> Aim of the exercise: Find the line that contains "Could you identify the sky" in the entries below. Write out that line and all that follow it, unchanged and alone.
--- Input data Enclosed Below ---
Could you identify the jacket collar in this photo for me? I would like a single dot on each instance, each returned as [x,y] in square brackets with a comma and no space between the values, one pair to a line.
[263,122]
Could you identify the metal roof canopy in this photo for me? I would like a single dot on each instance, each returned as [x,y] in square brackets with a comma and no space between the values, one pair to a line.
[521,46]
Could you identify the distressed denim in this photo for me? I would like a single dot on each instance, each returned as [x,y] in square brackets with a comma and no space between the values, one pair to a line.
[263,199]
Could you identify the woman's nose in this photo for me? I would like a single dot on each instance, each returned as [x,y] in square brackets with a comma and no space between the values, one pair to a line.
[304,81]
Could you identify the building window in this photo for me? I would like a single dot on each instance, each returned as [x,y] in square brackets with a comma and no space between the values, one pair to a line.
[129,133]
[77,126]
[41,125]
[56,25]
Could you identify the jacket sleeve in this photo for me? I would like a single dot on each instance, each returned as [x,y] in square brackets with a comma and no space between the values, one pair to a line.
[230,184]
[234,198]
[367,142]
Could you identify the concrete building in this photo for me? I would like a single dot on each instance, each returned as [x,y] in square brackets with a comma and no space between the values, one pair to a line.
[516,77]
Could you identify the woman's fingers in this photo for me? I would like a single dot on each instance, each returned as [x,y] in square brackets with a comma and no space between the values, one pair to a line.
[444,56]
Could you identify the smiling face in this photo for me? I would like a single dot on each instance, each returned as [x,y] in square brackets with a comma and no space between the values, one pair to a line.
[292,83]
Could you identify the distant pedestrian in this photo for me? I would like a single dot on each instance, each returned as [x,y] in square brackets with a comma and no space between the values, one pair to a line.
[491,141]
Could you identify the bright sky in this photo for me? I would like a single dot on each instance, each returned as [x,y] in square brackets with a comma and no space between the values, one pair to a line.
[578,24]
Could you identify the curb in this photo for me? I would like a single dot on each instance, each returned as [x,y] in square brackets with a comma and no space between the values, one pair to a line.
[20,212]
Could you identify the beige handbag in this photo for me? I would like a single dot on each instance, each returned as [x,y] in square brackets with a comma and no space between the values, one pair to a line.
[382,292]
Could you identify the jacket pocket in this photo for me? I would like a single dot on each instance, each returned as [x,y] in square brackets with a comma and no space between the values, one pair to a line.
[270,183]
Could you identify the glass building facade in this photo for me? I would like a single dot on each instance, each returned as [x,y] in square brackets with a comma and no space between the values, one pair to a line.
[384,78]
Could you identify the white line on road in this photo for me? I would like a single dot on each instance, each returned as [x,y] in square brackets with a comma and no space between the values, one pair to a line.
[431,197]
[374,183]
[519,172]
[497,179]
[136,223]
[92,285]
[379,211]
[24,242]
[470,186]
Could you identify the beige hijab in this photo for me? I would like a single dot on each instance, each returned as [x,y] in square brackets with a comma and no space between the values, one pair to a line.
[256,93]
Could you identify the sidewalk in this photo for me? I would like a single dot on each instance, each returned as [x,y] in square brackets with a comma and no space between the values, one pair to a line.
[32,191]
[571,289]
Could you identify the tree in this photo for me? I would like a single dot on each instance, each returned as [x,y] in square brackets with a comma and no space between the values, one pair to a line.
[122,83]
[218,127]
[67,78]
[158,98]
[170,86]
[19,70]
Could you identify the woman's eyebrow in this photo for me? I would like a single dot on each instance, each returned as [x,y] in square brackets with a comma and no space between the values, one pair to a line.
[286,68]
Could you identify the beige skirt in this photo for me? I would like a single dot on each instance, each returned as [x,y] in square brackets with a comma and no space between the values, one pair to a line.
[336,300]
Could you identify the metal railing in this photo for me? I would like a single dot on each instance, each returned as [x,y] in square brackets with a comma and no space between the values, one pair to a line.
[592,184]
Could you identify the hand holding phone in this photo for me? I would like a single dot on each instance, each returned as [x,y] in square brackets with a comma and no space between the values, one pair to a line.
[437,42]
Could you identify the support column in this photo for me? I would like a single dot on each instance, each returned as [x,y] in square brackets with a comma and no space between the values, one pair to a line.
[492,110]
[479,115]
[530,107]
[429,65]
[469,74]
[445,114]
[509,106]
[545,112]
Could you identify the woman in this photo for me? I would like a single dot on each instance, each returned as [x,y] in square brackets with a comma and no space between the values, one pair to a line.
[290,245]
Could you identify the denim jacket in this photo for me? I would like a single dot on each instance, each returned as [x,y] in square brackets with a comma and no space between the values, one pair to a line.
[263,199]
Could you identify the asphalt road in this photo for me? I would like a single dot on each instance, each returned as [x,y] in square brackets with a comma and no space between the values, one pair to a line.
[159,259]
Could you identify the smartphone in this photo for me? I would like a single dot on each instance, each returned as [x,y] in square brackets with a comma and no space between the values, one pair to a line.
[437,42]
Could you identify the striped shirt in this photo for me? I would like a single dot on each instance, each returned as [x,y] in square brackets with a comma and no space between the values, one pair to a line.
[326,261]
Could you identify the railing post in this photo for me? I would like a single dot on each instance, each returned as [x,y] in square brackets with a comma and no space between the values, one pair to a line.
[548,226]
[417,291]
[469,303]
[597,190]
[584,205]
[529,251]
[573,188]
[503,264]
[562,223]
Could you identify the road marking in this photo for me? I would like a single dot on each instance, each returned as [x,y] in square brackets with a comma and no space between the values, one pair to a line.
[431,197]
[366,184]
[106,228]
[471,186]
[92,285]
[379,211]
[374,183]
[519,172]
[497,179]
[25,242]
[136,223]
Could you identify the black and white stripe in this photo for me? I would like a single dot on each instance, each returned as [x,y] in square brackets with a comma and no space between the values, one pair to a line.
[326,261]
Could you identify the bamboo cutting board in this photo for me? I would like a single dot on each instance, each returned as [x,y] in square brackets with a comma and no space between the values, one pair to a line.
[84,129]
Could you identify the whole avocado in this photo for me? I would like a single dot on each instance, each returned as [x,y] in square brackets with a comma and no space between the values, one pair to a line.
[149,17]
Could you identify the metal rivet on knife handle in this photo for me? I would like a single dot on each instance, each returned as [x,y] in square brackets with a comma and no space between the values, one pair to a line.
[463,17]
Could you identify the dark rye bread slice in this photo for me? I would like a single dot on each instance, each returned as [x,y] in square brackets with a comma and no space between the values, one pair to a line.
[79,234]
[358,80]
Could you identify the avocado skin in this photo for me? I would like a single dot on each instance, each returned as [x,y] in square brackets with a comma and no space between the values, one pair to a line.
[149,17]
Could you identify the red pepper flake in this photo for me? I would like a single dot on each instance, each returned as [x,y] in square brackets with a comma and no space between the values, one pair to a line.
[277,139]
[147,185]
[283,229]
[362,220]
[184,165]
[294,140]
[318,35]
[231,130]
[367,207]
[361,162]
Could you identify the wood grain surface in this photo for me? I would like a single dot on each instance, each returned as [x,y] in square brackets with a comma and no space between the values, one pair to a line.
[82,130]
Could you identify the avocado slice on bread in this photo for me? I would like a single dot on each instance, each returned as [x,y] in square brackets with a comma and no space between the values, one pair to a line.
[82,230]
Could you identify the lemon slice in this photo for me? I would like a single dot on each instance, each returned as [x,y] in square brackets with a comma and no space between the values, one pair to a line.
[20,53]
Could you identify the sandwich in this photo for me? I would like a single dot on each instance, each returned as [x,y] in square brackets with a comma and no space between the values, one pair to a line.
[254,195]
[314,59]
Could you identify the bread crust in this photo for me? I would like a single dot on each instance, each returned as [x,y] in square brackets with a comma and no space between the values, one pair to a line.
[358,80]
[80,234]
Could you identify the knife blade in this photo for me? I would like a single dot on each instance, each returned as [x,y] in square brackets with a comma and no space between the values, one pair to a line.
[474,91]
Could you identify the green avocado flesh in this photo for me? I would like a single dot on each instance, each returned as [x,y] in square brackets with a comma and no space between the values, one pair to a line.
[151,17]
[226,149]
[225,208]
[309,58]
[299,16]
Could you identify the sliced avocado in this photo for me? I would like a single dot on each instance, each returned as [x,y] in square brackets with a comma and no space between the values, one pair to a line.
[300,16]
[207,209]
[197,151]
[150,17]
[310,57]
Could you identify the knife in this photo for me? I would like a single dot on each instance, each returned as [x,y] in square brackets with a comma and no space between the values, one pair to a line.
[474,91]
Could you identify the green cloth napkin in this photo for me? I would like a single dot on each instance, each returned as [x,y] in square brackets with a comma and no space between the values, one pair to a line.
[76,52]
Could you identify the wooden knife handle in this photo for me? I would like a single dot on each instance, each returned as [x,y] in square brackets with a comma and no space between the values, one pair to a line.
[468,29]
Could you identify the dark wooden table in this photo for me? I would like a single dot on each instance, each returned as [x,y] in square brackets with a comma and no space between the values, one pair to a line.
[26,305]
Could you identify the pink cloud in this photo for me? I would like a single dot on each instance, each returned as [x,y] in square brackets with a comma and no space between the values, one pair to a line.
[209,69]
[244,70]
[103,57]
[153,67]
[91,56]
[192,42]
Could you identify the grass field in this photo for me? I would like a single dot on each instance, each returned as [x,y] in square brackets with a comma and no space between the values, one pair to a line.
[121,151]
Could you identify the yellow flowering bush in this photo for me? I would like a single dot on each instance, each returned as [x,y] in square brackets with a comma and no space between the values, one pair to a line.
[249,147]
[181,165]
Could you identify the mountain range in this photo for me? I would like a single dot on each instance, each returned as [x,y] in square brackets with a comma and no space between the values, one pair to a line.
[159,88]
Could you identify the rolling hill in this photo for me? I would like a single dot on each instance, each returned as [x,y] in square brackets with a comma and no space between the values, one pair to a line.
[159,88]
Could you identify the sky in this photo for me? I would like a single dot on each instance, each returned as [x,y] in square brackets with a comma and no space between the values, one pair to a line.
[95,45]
--- End of Enclosed Input data ---
> Response:
Could you identify the sky in this photo for me? I would like a single dot on each instance, each returned as [x,y] in square brackets with a comma and no space between the values, one pair to a line.
[95,45]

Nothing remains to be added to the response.